(Entries from a data source)
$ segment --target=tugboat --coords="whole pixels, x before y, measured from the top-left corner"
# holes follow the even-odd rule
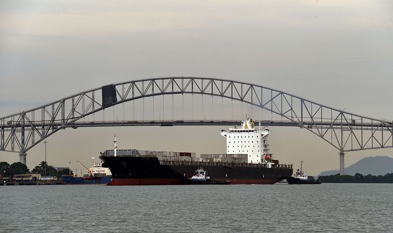
[[[229,184],[229,181],[214,181],[210,180],[210,177],[206,176],[207,171],[200,167],[196,169],[195,174],[191,178],[189,178],[190,184]]]
[[[319,184],[322,182],[311,179],[306,175],[303,171],[303,161],[300,161],[300,169],[298,168],[296,173],[290,177],[286,178],[286,181],[289,184]]]

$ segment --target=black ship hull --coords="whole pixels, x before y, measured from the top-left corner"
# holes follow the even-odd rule
[[[311,181],[309,180],[300,180],[299,178],[289,177],[287,177],[286,181],[289,184],[319,184],[322,183],[319,181]]]
[[[220,162],[160,161],[156,157],[102,156],[103,166],[109,167],[112,181],[109,185],[170,185],[189,184],[191,177],[203,167],[214,180],[231,184],[274,184],[292,174],[291,165],[268,168],[262,164]]]

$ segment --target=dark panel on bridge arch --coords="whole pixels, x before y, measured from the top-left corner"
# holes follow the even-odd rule
[[[102,107],[110,107],[113,104],[117,102],[116,97],[116,89],[114,85],[104,86],[102,88]]]

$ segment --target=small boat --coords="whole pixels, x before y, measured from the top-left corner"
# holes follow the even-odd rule
[[[296,173],[290,177],[286,177],[286,181],[289,184],[319,184],[322,182],[309,178],[303,171],[303,161],[300,161],[300,169],[298,169]]]
[[[214,181],[210,179],[210,177],[206,176],[207,171],[200,167],[196,169],[195,174],[191,178],[188,179],[190,184],[229,184],[229,181]]]

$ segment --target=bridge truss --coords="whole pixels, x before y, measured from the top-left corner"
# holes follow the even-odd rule
[[[186,95],[192,96],[192,117],[187,114],[189,111],[185,110],[191,105],[186,102],[185,107]],[[212,112],[220,107],[219,103],[214,104],[213,98],[221,99],[220,119],[212,117],[206,120],[202,117],[194,119],[194,95],[202,97],[202,109],[204,96],[211,96]],[[159,96],[162,99],[162,120],[161,114],[159,120],[155,119],[154,97]],[[166,102],[164,96],[171,98],[169,101],[167,98]],[[144,119],[144,100],[148,98],[153,98],[153,118],[150,120]],[[175,116],[173,111],[174,100],[180,99],[181,117]],[[243,104],[251,106],[251,111],[254,112],[253,115],[257,115],[263,125],[296,126],[318,136],[339,152],[341,174],[345,152],[393,147],[393,122],[391,121],[347,112],[259,85],[212,78],[176,77],[136,80],[100,87],[0,118],[0,151],[18,152],[20,160],[26,163],[26,152],[29,149],[60,129],[70,127],[232,125],[238,121],[234,121],[233,116],[231,119],[224,117],[224,99],[241,103],[242,114],[252,113],[243,112]],[[143,104],[140,103],[143,105],[143,117],[136,120],[135,101],[138,100],[143,100]],[[132,117],[125,113],[125,103],[128,102],[133,102]],[[167,108],[168,103],[169,106]],[[123,117],[119,121],[114,119],[114,109],[118,106],[121,109],[121,104]],[[105,120],[105,110],[108,115],[112,108],[113,119],[109,120],[107,117]],[[169,111],[171,110],[172,113],[169,114],[171,119],[168,117],[167,108],[171,108]],[[259,110],[254,111],[255,108]],[[166,110],[167,117],[164,120]]]

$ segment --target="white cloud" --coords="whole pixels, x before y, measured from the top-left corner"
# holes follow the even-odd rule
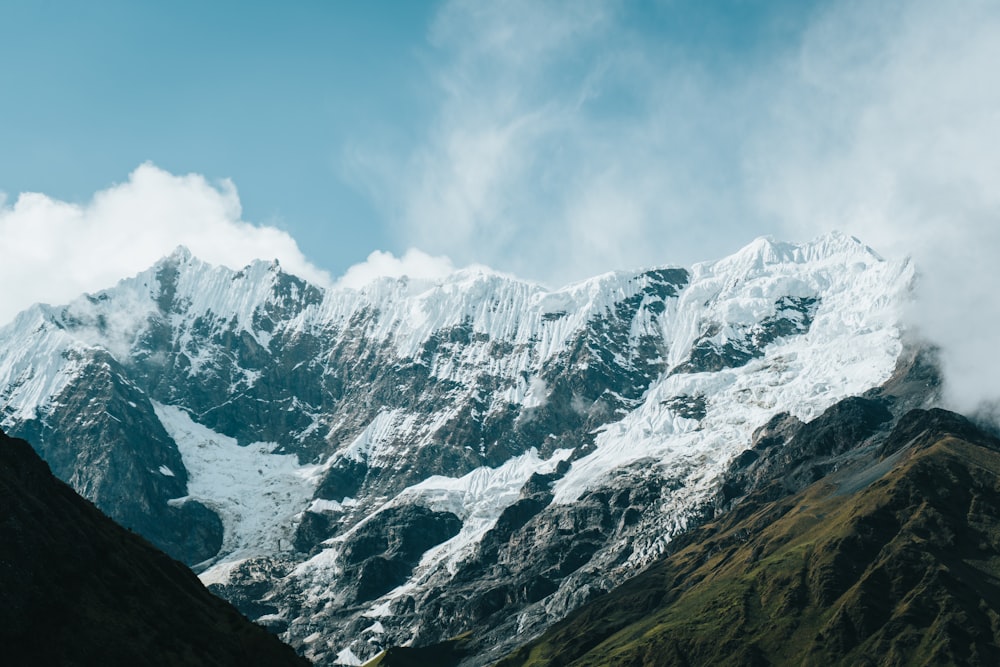
[[[377,278],[410,278],[436,281],[454,273],[455,267],[447,257],[432,257],[411,248],[402,257],[376,250],[368,259],[355,264],[337,280],[337,287],[358,289]]]
[[[690,263],[774,231],[739,215],[733,110],[616,2],[446,3],[436,117],[403,160],[352,169],[409,245],[558,285]]]
[[[205,261],[242,268],[278,259],[304,278],[329,284],[287,233],[240,219],[236,188],[175,176],[144,164],[128,181],[86,204],[23,193],[0,201],[0,322],[32,303],[64,303],[152,266],[178,245]]]
[[[915,258],[913,322],[970,411],[1000,399],[1000,5],[887,7],[841,2],[812,26],[749,174],[791,234]]]
[[[842,229],[917,260],[953,405],[1000,397],[1000,5],[830,0],[721,65],[627,7],[443,5],[433,124],[354,155],[405,242],[560,284]]]

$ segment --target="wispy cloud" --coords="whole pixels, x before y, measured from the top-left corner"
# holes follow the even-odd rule
[[[63,303],[113,285],[178,245],[234,268],[276,258],[288,271],[330,282],[287,233],[241,220],[232,183],[216,187],[151,164],[85,204],[39,193],[23,193],[10,205],[0,201],[0,239],[0,323],[32,303]]]
[[[952,403],[1000,399],[1000,5],[842,2],[804,35],[747,153],[790,233],[842,228],[921,273],[912,321]]]
[[[455,1],[430,40],[432,125],[401,161],[352,155],[406,245],[559,284],[773,231],[738,204],[751,86],[701,76],[622,4]]]

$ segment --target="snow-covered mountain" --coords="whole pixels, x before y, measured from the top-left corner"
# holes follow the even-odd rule
[[[662,554],[776,414],[886,382],[912,279],[840,234],[556,291],[179,249],[0,330],[0,417],[320,664],[502,647]]]

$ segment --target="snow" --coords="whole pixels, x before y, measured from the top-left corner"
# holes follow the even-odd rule
[[[215,567],[291,549],[296,516],[309,505],[323,466],[302,466],[294,455],[275,454],[274,443],[241,447],[193,421],[183,408],[154,402],[153,409],[189,475],[188,496],[175,502],[198,500],[222,518],[225,533]]]
[[[365,618],[388,618],[393,615],[391,607],[392,601],[386,600],[385,602],[380,602],[361,615]]]
[[[885,262],[839,237],[805,247],[759,239],[692,274],[665,331],[671,366],[684,360],[706,322],[757,322],[782,296],[819,296],[819,307],[808,333],[779,339],[761,359],[660,378],[643,405],[604,428],[596,450],[556,483],[555,502],[571,503],[613,470],[651,458],[684,479],[688,497],[678,498],[678,508],[694,503],[775,412],[811,419],[881,384],[895,368],[902,349],[897,323],[913,280],[906,262]],[[705,418],[699,423],[664,409],[677,396],[706,397]]]
[[[338,665],[363,665],[364,662],[361,658],[354,655],[354,652],[350,648],[345,648],[343,651],[337,654],[337,658],[334,661]]]
[[[382,625],[381,621],[375,621],[374,623],[372,623],[371,625],[369,625],[367,628],[365,628],[364,630],[362,630],[361,634],[367,634],[369,632],[372,632],[372,633],[377,634],[377,635],[384,634],[385,633],[385,626]]]
[[[194,333],[198,321],[207,323],[212,333],[230,328],[236,334],[246,331],[264,348],[278,336],[287,339],[298,331],[336,337],[348,335],[343,332],[349,330],[349,335],[363,336],[372,345],[385,344],[401,360],[414,363],[425,363],[418,356],[432,336],[450,327],[470,329],[472,342],[443,340],[440,349],[449,353],[430,362],[434,378],[461,388],[448,405],[430,415],[385,408],[349,437],[339,426],[329,431],[330,441],[346,444],[327,464],[342,457],[385,469],[405,456],[401,447],[430,442],[462,401],[481,391],[479,374],[502,382],[486,397],[492,406],[487,409],[544,406],[550,388],[540,375],[546,362],[558,358],[594,317],[640,294],[651,280],[642,272],[617,272],[547,290],[482,268],[436,280],[379,278],[327,289],[320,302],[301,308],[269,332],[258,330],[254,323],[261,309],[277,298],[277,266],[256,262],[234,272],[178,252],[110,290],[82,297],[63,309],[34,306],[0,329],[3,425],[43,419],[96,353],[107,351],[123,364],[140,353],[140,338],[149,323],[166,317],[158,300],[164,288],[161,277],[170,267],[177,268],[175,306],[168,322],[170,345],[184,350],[195,379],[226,352],[211,335]],[[899,322],[914,269],[908,262],[883,260],[856,239],[831,234],[801,245],[757,239],[729,257],[691,267],[689,275],[688,285],[677,298],[666,301],[659,317],[646,312],[631,323],[633,339],[661,338],[668,371],[652,382],[638,407],[595,434],[594,450],[573,461],[553,489],[554,502],[571,503],[610,483],[630,465],[658,470],[677,481],[677,490],[660,508],[666,532],[655,543],[637,545],[633,555],[637,560],[658,553],[670,535],[684,527],[688,512],[712,492],[727,463],[749,446],[753,431],[776,412],[790,411],[808,420],[889,377],[902,349]],[[688,359],[697,341],[709,335],[718,345],[741,340],[761,320],[775,315],[776,303],[784,297],[817,299],[807,333],[772,342],[763,356],[738,368],[670,372]],[[793,311],[784,315],[802,320]],[[496,354],[491,343],[497,341],[510,352]],[[236,370],[235,377],[245,385],[261,377],[257,371]],[[671,409],[679,397],[701,397],[705,416],[687,418]],[[177,442],[188,471],[189,495],[172,502],[197,499],[217,511],[225,526],[223,548],[211,569],[201,575],[203,581],[227,580],[247,558],[288,553],[297,517],[304,510],[341,513],[363,507],[371,516],[396,504],[417,503],[459,516],[460,533],[428,551],[409,582],[363,614],[373,619],[392,615],[394,596],[442,571],[453,572],[517,500],[532,474],[551,472],[572,454],[560,450],[542,459],[530,450],[496,468],[479,468],[458,478],[430,477],[396,498],[337,502],[313,499],[325,465],[300,465],[294,456],[274,453],[274,443],[241,447],[193,421],[181,405],[154,403],[154,409]],[[315,431],[321,424],[326,428],[323,415],[310,416],[309,429]],[[175,474],[165,465],[157,472]],[[325,545],[328,548],[299,563],[289,575],[301,585],[307,601],[333,595],[331,582],[339,575],[337,542],[349,535],[334,538]],[[380,623],[364,632],[375,633],[376,626]],[[338,656],[344,658],[341,662],[356,659],[349,649],[345,651]]]

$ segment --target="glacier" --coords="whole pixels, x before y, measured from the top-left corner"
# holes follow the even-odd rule
[[[324,290],[178,249],[0,329],[0,424],[85,494],[117,482],[62,453],[111,418],[155,432],[122,450],[139,504],[214,513],[203,581],[346,664],[492,618],[494,590],[536,632],[648,564],[771,417],[892,375],[913,278],[837,233],[556,290],[483,267]],[[532,549],[548,569],[516,562]],[[396,585],[369,597],[378,572]]]

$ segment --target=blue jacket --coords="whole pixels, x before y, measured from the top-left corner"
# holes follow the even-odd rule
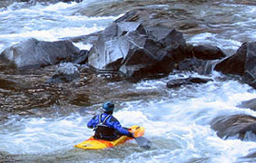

AIM OF THE TASK: Copy, character for character, every line from the one containing "segment --target=blue jacket" up to and including the final line of the entries, omitting the pictures.

THE RESULT:
$ segment --target=blue jacket --coords="whole pixels, x before y, measured from the top-left corner"
# holes follow the even-odd rule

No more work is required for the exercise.